Document extract:
In the past two weeks, during jury selection, Suffolk Assistant District Attorney Janet Albertson has repeatedly warned prospective jurors that the evidence in the case against Evans Ganthier, 33, of Port Jefferson Station will be upsetting.

She has told potential jurors that Ganthier was accused of more than merely stabbing to death Rebecca Koster, 24, of Medford in December 2009. Ganthier is charged with second-degree murder in Koster's death and faces 25 years to life if convicted.

"You're going to hear very, very gruesome and very, very graphic details about what was done to Becky's body," Albertson told them. She warned potential jurors that they will hear how Ganthier cut off all the fingertips, toes, ears, nose, hair and two tattoos of the woman and then set her body on fire.

Albertson said the evidence will show Ganthier did all this not just to obscure the identity of Koster's body, which he dumped in Connecticut, but to cover up evidence of what he did.

"If you're going to sit on this case, you have to be able to see and hear this evidence," she told potential jurors.

"I can't do it," one woman said. "Just listening to you is disturbing."

Data for locating points:

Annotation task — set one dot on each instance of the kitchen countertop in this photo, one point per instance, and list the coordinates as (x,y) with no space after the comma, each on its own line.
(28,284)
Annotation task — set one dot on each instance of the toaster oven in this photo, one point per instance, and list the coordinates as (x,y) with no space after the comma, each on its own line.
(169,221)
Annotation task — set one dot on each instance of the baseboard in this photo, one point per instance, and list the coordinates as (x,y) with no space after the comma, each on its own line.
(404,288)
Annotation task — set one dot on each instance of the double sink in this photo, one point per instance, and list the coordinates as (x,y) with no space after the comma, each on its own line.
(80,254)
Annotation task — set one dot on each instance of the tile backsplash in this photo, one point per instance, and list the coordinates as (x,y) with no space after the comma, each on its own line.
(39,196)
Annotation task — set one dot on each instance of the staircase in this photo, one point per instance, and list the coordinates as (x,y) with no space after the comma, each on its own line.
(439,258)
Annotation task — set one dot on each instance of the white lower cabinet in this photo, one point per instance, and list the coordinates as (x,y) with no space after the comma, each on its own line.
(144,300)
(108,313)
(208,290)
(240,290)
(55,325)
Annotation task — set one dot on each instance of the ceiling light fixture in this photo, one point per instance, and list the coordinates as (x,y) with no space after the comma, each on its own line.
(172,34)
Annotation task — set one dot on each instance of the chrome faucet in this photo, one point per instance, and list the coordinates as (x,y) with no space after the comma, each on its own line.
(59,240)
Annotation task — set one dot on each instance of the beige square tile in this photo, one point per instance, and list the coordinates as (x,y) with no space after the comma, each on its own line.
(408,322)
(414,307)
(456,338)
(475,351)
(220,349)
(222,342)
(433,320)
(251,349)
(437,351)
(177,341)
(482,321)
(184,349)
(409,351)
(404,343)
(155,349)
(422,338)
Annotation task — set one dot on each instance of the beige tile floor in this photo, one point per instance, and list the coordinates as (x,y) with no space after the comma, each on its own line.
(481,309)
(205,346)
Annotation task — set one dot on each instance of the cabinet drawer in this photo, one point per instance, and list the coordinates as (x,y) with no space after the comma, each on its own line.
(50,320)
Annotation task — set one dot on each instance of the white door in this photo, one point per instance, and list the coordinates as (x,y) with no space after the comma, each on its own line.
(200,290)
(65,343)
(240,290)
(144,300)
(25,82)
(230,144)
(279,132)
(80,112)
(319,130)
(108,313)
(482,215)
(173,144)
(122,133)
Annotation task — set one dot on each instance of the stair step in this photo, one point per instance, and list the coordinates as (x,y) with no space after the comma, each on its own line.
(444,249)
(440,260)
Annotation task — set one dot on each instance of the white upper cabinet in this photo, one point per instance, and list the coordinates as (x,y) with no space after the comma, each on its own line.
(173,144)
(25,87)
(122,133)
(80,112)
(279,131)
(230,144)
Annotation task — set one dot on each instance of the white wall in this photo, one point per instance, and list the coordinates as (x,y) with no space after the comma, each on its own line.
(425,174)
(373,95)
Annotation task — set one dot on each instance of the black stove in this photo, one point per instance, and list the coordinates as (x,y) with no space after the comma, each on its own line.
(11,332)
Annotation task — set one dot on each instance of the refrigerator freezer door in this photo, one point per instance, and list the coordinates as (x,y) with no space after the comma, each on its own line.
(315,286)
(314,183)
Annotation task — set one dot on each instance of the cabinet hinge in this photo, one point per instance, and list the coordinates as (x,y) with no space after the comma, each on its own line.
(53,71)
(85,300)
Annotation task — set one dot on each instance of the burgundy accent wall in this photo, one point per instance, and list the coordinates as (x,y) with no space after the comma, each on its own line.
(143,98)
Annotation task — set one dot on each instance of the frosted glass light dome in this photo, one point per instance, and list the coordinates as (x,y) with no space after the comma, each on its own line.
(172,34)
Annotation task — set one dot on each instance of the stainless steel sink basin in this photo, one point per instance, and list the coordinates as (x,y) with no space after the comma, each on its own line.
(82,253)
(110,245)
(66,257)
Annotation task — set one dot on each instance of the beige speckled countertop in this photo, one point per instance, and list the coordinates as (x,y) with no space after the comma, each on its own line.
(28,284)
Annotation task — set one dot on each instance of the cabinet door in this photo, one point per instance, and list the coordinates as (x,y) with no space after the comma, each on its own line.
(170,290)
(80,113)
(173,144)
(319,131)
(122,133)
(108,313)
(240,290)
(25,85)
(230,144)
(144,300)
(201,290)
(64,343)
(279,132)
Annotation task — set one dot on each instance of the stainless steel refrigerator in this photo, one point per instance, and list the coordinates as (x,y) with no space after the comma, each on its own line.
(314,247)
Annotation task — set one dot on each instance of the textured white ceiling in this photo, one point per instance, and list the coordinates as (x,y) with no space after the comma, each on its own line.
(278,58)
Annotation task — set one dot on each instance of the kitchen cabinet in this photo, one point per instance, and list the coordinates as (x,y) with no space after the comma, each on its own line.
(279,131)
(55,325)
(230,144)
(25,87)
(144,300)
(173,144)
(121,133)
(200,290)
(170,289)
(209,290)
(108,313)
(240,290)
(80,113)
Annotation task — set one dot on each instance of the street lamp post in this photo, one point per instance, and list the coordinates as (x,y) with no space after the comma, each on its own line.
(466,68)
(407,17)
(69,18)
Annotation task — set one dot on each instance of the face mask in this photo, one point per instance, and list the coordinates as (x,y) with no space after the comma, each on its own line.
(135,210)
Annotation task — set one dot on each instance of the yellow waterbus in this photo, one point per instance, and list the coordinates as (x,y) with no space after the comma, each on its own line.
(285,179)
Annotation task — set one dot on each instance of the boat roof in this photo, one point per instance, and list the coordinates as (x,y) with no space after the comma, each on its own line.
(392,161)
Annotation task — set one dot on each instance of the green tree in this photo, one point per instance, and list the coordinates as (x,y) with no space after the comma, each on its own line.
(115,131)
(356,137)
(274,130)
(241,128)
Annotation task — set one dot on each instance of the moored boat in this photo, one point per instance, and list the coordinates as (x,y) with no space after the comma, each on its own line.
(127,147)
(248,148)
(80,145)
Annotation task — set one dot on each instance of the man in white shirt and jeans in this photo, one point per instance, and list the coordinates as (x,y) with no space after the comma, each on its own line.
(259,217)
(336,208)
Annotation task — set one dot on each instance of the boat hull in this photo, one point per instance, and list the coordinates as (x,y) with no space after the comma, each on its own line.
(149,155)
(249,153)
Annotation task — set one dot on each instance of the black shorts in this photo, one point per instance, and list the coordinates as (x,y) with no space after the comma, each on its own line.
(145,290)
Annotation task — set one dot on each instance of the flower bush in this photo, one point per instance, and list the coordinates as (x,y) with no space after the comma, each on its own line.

Task to complete:
Decide whether each statement below agrees with the jury selection report, answering yes or no and quoting the words from the report that settle it: (a) Koster's body was dumped in Connecticut. (b) Ganthier is charged with first-degree murder. (c) If convicted, Ganthier faces 25 years to life.

Result of the exercise:
(a) Yes: "which he dumped in Connecticut"
(b) No: "Ganthier is charged with second-degree murder in Koster's death"
(c) Yes: "faces 25 years to life if convicted"